## STATED TASK 1
In the Census API walkthrough, why is the Census API key saved into the object `api_key` instead of being typed into each function?
## STATED TASK 2
Copy word for word the part of the Census API walkthrough that opens with the words containing "Now, we can" and closes with "census API function.".
## STATED TASK 3
Write the next part of the Census API walkthrough, picking up right after its last sentence.

## SOURCE TEXT
══════

To use the census API functions, we need to save our Census API key into an oject first. In the first line of the code, `api_key = Census('YOUR CENSUS API KEY')`, you should put your census API key into the `Census()` function as a string and save it to the object `api_key`. This way, we can easily use the key without having a long list of strings in our code later.

Now, we can pull the census data by using `api_key.acs5st.state()`. This function has three components:
- **`api_key`**: This is the Census API key object we defined in the previous step. You should always include it at the beginning of each census API function.
- **`acs5st`**: This represents the survey we want to pull the data from, which is American Community Survey Five-year Estimates Subject Tables. If you want to pull data from other surveys, you can change this part accordingly. For example, `acs5dp` represents American Community Survey Five-year Estimates Data Profiles and `acs3` represents American Community Survey Three-year Estimates. You can check the Datasets section in the [census API library](https://pypi.org/project/census/) documentation for more information.

══════

Stored items from a collection:
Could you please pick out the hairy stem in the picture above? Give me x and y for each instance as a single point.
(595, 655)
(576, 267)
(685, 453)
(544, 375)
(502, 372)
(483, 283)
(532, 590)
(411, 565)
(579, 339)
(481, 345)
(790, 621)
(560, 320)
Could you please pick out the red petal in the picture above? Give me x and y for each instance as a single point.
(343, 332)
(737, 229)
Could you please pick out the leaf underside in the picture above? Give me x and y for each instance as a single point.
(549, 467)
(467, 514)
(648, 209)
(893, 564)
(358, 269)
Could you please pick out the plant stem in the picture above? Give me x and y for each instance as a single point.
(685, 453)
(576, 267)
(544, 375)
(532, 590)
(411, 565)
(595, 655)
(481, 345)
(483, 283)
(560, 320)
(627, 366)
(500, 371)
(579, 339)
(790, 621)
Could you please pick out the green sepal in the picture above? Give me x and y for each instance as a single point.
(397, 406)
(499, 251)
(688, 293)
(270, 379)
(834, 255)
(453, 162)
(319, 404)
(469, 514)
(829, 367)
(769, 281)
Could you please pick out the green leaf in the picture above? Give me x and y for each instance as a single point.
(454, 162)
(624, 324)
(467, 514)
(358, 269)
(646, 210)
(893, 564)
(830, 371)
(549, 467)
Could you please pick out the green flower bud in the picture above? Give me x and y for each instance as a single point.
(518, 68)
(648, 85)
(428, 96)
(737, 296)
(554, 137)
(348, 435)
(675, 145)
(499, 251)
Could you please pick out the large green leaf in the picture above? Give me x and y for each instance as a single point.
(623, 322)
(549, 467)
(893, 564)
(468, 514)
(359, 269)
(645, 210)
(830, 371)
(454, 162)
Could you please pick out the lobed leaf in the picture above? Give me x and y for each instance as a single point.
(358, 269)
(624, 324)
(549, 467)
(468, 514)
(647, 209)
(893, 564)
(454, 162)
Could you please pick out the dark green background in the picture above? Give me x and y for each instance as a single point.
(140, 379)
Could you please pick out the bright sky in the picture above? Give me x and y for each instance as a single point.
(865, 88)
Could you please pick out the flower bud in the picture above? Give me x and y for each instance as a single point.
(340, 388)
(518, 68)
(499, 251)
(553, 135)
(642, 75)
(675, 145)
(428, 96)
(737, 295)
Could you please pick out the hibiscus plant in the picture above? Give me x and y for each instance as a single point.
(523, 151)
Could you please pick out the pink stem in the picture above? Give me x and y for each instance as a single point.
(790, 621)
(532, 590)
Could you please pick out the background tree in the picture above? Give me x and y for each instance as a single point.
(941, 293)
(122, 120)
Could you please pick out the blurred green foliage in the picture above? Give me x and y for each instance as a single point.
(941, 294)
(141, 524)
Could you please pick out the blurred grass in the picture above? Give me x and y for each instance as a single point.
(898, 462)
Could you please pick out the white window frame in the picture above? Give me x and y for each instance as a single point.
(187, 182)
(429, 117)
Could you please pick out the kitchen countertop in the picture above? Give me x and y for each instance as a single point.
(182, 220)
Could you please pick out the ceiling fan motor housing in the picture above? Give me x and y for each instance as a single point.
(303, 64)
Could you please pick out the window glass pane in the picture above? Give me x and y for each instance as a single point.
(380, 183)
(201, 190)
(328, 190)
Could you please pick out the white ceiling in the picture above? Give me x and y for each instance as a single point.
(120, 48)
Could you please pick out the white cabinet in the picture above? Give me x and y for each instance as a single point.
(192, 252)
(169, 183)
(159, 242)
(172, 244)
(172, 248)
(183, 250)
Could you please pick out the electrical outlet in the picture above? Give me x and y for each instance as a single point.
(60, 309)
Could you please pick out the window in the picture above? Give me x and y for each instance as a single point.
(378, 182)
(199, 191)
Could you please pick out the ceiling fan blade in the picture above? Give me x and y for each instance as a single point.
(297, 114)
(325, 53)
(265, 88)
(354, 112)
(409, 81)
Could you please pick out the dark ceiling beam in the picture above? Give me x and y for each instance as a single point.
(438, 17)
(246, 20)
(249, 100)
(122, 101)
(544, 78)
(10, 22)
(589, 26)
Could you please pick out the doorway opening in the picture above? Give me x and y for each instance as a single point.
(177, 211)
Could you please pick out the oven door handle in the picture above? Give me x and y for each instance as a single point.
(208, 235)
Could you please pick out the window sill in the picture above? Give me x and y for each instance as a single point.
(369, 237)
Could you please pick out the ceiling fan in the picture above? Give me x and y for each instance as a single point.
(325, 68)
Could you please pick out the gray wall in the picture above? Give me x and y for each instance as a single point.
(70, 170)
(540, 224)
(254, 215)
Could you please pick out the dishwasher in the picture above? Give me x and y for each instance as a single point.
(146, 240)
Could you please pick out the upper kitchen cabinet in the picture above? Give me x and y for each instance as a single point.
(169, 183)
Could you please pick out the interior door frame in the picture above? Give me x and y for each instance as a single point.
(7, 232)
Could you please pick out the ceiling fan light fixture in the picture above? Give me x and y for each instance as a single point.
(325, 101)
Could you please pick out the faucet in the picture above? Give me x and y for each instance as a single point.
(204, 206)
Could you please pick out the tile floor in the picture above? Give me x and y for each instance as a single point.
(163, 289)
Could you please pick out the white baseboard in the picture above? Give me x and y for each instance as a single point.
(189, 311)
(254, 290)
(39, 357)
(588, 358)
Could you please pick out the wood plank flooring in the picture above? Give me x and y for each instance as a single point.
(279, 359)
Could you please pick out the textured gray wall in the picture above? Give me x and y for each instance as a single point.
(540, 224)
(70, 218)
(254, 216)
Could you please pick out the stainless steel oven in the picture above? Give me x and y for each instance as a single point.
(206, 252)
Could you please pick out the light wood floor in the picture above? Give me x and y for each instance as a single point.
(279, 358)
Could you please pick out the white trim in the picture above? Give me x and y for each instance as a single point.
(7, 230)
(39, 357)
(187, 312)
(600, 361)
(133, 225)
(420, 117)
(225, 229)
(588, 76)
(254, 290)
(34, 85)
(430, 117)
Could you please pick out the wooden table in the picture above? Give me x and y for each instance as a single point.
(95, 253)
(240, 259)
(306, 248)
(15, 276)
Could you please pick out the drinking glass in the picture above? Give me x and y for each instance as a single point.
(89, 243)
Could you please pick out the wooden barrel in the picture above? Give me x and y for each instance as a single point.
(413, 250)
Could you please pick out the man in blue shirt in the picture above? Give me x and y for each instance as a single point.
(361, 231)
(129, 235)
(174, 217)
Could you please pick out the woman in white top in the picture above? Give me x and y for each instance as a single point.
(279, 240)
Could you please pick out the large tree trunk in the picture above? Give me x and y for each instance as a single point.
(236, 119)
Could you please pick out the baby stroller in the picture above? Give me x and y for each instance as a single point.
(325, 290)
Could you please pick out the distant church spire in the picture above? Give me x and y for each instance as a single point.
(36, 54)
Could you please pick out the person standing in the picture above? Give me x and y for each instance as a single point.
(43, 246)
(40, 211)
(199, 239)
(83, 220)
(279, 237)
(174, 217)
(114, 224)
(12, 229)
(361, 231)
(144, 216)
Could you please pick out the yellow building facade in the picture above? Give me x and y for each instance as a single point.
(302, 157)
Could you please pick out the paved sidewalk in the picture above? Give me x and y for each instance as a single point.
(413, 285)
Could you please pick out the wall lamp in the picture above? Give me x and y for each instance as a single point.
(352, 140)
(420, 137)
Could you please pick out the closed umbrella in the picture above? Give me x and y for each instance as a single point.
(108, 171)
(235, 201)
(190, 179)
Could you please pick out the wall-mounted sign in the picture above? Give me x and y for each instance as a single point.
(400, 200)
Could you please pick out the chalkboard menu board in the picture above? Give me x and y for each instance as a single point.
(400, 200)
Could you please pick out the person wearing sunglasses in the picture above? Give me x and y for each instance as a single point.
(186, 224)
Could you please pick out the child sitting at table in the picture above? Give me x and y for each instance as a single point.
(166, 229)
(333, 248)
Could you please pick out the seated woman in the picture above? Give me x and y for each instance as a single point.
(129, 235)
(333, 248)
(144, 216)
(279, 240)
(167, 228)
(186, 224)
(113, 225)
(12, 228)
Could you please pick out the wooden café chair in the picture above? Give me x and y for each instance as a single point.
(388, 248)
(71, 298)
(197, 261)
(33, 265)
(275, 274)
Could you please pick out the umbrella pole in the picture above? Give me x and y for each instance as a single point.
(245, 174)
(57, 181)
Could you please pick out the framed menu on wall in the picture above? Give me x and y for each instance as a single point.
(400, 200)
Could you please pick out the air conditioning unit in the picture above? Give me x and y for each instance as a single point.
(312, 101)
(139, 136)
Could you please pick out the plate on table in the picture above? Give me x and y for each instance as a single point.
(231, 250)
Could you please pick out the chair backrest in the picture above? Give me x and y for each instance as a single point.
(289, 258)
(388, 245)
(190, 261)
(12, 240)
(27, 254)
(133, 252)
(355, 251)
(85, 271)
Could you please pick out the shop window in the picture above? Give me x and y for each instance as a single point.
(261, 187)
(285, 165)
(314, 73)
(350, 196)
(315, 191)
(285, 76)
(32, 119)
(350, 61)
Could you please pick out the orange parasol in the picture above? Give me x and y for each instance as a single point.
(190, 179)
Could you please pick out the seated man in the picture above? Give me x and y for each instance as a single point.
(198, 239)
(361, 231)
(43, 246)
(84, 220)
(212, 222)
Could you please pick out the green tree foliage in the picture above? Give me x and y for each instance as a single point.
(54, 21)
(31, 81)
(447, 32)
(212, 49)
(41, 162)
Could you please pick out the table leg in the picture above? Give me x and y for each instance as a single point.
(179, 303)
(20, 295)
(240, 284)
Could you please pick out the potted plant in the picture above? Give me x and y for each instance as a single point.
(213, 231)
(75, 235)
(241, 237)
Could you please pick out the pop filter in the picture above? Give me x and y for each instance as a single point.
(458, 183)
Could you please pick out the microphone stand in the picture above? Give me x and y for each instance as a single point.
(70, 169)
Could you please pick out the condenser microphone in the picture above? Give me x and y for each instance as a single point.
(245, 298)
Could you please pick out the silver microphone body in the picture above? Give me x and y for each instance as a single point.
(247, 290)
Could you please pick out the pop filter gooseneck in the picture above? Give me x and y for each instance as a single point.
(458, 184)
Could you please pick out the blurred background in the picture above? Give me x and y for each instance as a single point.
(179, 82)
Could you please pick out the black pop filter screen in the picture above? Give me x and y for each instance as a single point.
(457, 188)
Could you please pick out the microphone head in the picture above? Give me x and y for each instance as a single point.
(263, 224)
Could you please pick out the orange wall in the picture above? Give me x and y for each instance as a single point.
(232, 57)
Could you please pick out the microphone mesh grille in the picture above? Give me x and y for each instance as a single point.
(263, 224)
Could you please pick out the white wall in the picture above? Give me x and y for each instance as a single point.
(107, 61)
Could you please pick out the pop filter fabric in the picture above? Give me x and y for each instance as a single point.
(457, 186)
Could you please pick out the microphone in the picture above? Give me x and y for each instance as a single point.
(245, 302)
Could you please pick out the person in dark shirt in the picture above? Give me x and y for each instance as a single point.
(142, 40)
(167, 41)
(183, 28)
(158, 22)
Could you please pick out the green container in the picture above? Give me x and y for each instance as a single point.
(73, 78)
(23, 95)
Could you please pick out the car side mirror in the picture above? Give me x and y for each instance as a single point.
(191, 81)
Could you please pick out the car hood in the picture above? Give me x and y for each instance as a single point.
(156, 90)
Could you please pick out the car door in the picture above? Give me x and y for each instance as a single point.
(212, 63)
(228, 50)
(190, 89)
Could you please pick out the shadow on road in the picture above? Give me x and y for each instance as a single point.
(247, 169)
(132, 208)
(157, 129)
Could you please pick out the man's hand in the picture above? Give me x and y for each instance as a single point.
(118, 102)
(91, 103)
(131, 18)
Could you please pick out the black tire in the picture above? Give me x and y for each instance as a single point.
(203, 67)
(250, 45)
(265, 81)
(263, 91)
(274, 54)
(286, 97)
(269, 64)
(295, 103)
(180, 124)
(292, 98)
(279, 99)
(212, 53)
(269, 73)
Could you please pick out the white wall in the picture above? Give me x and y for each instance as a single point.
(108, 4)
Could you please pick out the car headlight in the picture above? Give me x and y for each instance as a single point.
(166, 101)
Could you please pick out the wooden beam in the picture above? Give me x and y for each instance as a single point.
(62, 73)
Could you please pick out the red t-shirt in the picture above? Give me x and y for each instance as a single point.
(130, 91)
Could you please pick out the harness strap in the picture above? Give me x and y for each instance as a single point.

══════

## WRITTEN RESPONSE 1
Saving the key to `api_key` makes it easy to use the key later without having a long list of strings in the code.

## WRITTEN RESPONSE 2
Now, we can pull the census data by using `api_key.acs5st.state()`. This function has three components:
- **`api_key`**: This is the Census API key object we defined in the previous step. You should always include it at the beginning of each census API function.

## WRITTEN RESPONSE 3
- **`state`**: This part represents the data's geography level. Here, we want to pull state level data. You can change this part to other geography levels you need, such as county level (`state_county`) or zip code level (`state_zipcode`). However, due to data limitations, not all geography levels are avaialble for all surveys. Also, even if a geography level is available, due to smaller sample sizes for more granular geography levels, data in some areas may be suppressed. For example, if you search for Ohio foreign-born population at county level, not all counties' data are available to you. Please check the Geographies section in the [census API library](https://pypi.org/project/census/) documentation for more information.

Inside of the `api_key.acs5st.state()` function, we need to define three parameters:
- **`('Name', 'S0501_C03_001E')`**: The column names of the data series you want to pull. It needs to be a string.
- **`Census.ALL`**: You need to specify which state's data you need in the second parameter. However, since we need all states' data in this case, we can just use `Census.ALL` to indicates that we need all states' data. If you only need Ohio data, you can replace `Census.ALL` with `states.OH.fips`.
- **`year = 2010`**: The last parameter indicates which years of data you need. We pull the 2010 and 2020 data separately and save them to two DataFrames


><font color='red'> **Before you run the code below, please change YOUR CENSUS API KEY to your own Census API key.** </font>

In [None]:
#Census API key
api_key = Census('YOUR CENSUS API KEY')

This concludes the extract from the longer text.